Photo object pointing entries:
● ● ● ●

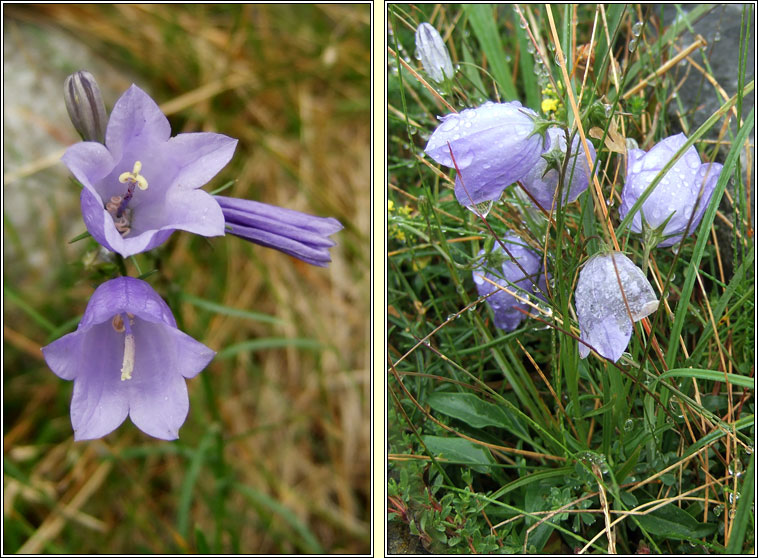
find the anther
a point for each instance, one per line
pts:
(118, 323)
(134, 176)
(128, 365)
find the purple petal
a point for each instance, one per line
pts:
(89, 162)
(158, 400)
(153, 390)
(99, 403)
(136, 120)
(602, 313)
(298, 234)
(193, 211)
(198, 156)
(674, 197)
(126, 294)
(493, 147)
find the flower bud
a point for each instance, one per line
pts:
(85, 106)
(432, 52)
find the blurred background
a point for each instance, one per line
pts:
(275, 454)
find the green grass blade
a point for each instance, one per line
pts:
(269, 343)
(217, 308)
(484, 27)
(12, 296)
(189, 482)
(710, 213)
(744, 511)
(305, 539)
(711, 375)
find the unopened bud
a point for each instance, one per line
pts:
(85, 106)
(432, 52)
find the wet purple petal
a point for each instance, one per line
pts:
(493, 145)
(109, 384)
(603, 316)
(677, 193)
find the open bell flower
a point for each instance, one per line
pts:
(127, 357)
(494, 145)
(144, 184)
(520, 278)
(604, 319)
(297, 234)
(542, 183)
(688, 184)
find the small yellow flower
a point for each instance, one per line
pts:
(549, 105)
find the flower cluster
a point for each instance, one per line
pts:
(139, 185)
(498, 144)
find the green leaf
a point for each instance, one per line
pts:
(460, 450)
(674, 523)
(470, 409)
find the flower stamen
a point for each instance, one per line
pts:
(127, 365)
(132, 178)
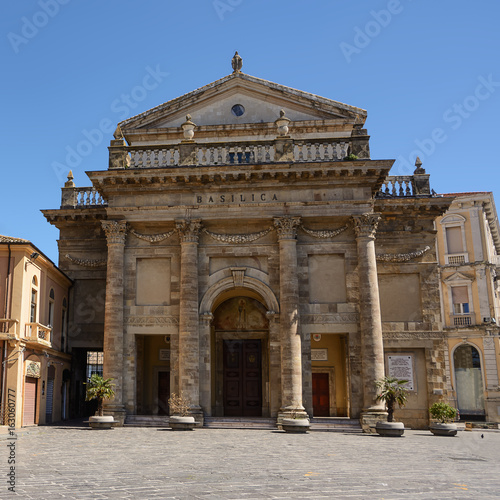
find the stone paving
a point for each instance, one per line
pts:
(75, 462)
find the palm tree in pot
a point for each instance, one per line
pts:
(444, 414)
(100, 388)
(392, 391)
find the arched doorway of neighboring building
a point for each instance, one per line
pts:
(241, 344)
(469, 382)
(49, 400)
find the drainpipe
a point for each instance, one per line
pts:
(4, 354)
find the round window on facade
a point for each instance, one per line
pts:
(237, 110)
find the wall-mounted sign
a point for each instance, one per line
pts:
(401, 367)
(164, 355)
(33, 369)
(319, 354)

● ● ● ●

• [GIVEN INSTRUCTION] Starting at the line containing "find the unopened bud" and ending at the last line of the entries, write every line out again in full, raising each coordinate by 7. Leave the picture lines out.

• [OUTPUT FOR THIS TASK]
find the unopened bud
a point for each instance, one per line
pts:
(92, 113)
(439, 59)
find the wet purple petal
a point for each instance, one per line
pts:
(500, 152)
(116, 391)
(610, 323)
(684, 200)
find the open bell flower
a point for each instance, one per line
pts:
(134, 364)
(501, 152)
(151, 191)
(527, 285)
(611, 326)
(304, 241)
(549, 190)
(695, 191)
find the small yellow flower
a point for each instance, one per line
pts:
(556, 112)
find the flower cluster
a point for each instance, one per line
pts:
(146, 192)
(505, 151)
find the green leaf
a point for each instance, one per line
pts:
(467, 457)
(681, 530)
(477, 416)
find the flower stamen
a point for each instance, one per line
pts:
(134, 372)
(139, 185)
find the stone paving
a point for each instance, one per line
pts:
(82, 469)
find the palm tree in pot
a point for each instance, one per line
pts:
(451, 421)
(107, 395)
(399, 398)
find the arched doorway of neighboring building
a point for each instance, one per line
pts:
(248, 351)
(476, 389)
(56, 407)
find the drainpipe
a point for each instance, one per line
pts:
(11, 361)
find the round window on facade
a point for each instance, one per line
pts:
(244, 117)
find the wall-mounted sign
a point for each instance, one per line
pts:
(408, 374)
(171, 362)
(40, 376)
(326, 361)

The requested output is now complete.